Data listing:

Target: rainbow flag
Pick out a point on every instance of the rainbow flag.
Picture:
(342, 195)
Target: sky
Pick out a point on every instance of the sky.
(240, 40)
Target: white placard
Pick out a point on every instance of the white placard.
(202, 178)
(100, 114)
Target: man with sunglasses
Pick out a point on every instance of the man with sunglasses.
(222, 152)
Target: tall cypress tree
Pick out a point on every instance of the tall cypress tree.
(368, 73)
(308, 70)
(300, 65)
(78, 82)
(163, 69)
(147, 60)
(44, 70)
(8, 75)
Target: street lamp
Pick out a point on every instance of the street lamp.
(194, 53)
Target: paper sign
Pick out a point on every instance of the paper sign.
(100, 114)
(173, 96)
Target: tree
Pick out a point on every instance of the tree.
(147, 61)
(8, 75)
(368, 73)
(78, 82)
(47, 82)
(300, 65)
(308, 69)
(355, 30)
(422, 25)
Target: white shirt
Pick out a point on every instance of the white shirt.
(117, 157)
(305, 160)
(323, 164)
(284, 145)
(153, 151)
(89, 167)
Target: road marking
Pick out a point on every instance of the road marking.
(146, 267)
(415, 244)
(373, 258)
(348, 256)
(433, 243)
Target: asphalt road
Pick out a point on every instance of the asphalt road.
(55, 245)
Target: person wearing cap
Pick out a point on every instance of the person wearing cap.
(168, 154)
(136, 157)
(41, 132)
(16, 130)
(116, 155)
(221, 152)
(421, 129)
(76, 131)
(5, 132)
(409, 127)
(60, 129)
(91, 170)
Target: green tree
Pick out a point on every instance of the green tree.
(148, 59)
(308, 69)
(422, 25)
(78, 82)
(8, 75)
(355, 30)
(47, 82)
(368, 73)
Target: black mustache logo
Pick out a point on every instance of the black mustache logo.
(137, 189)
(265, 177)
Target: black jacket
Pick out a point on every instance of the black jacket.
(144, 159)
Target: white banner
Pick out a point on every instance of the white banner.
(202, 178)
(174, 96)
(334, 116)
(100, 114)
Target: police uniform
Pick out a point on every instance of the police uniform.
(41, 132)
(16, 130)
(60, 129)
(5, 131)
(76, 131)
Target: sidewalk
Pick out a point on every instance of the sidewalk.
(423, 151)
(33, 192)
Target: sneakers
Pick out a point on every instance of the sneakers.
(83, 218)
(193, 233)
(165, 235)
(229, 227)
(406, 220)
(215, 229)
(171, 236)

Set task:
Can you rewrite everything from the line containing "Target: paper sign" down to the last of the lines, requests included, shifting every coordinate in the answer points by adding -105 to it?

Answer to this problem:
Target: paper sign
Pick out a point on every instance of the paper sign.
(-5, 9)
(68, -9)
Target: tree
Pick out a point on every instance of the tree.
(42, -44)
(-97, -30)
(263, -32)
(-27, -23)
(-58, -23)
(195, -40)
(203, -36)
(250, -75)
(317, -80)
Target: white shirt
Pick out a point on every instance of the white shirt.
(12, 52)
(200, 55)
(218, 59)
(179, 40)
(48, 46)
(-16, 62)
Target: road marking
Pick out a point on every instance of the road marking.
(41, 162)
(310, 139)
(268, 153)
(243, 151)
(328, 138)
Target: asphalt road
Pick out a point on every instance of the asphalt road.
(-50, 140)
Target: person wearing cap
Pick out a point on every instance of the person wearing cap.
(63, 49)
(31, 52)
(-64, 27)
(-89, 25)
(11, 50)
(116, 47)
(316, 24)
(-29, 26)
(-100, 27)
(304, 22)
(-45, 24)
(-14, 65)
Target: green tree
Pick out a point on every instance of the green tree.
(43, -46)
(203, -36)
(317, -80)
(-27, -23)
(-97, -30)
(250, -75)
(-58, -23)
(263, -32)
Target: black mustache logo
Pick out a point on every instance of the black mustache logo.
(32, 84)
(160, 72)
Target: black jacket
Pick out a point on every instance of the black jacket.
(39, 54)
Target: white banner
Pick out a point on every instance of the white banner.
(97, 73)
(69, -9)
(229, 11)
(-5, 9)
Target: police uniform
Pick out a point on every instance of the police uniform.
(-64, 27)
(-89, 25)
(-45, 24)
(-100, 26)
(-29, 26)
Target: sidewalk
Pick out a point on every instance of the sidewalk.
(318, 46)
(-72, 87)
Target: sneakers
Pick out a point on every instance of the sneakers.
(-22, 113)
(88, 128)
(60, 130)
(124, 122)
(301, 115)
(110, 124)
(66, 131)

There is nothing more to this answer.